— Start —
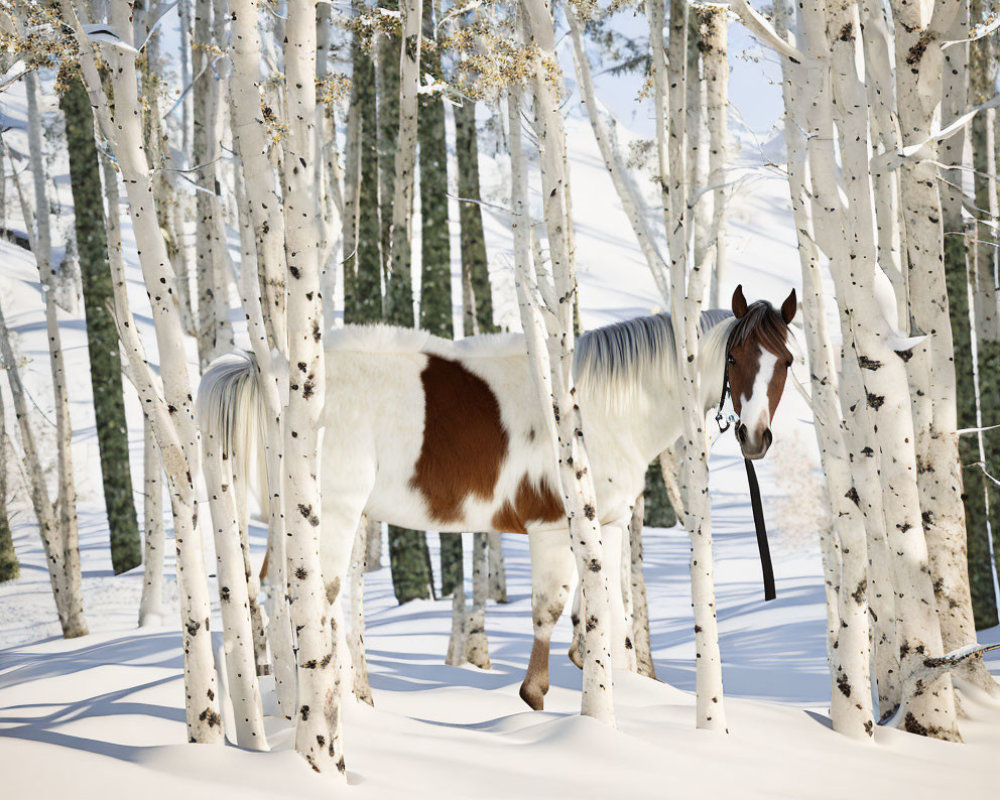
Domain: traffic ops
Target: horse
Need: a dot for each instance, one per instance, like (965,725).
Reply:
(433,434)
— End —
— Start —
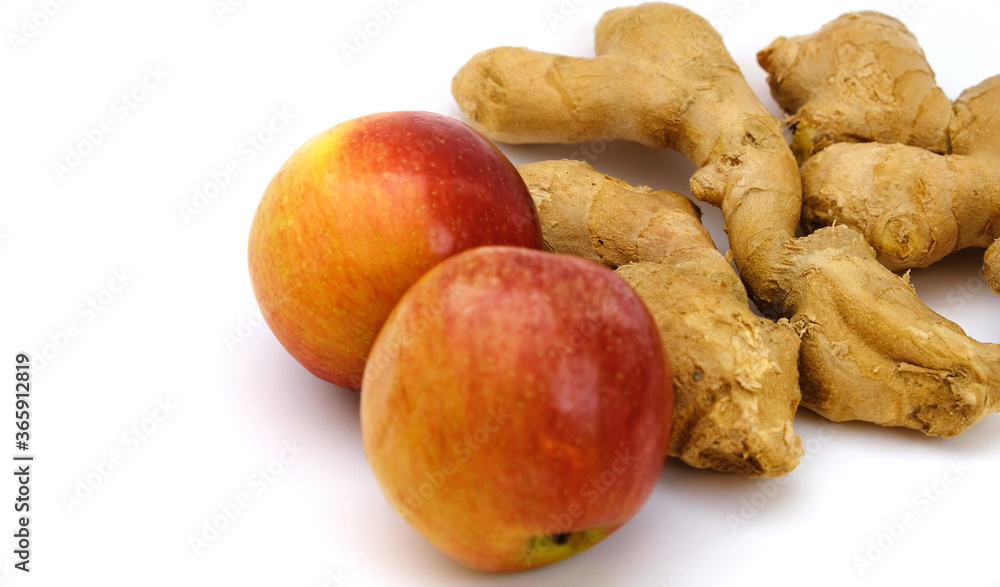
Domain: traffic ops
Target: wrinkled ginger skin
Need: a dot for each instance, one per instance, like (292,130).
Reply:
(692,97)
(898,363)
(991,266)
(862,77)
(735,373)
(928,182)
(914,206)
— End —
Tally the lines of the records that contain the string "instance", and give only that number.

Task response –
2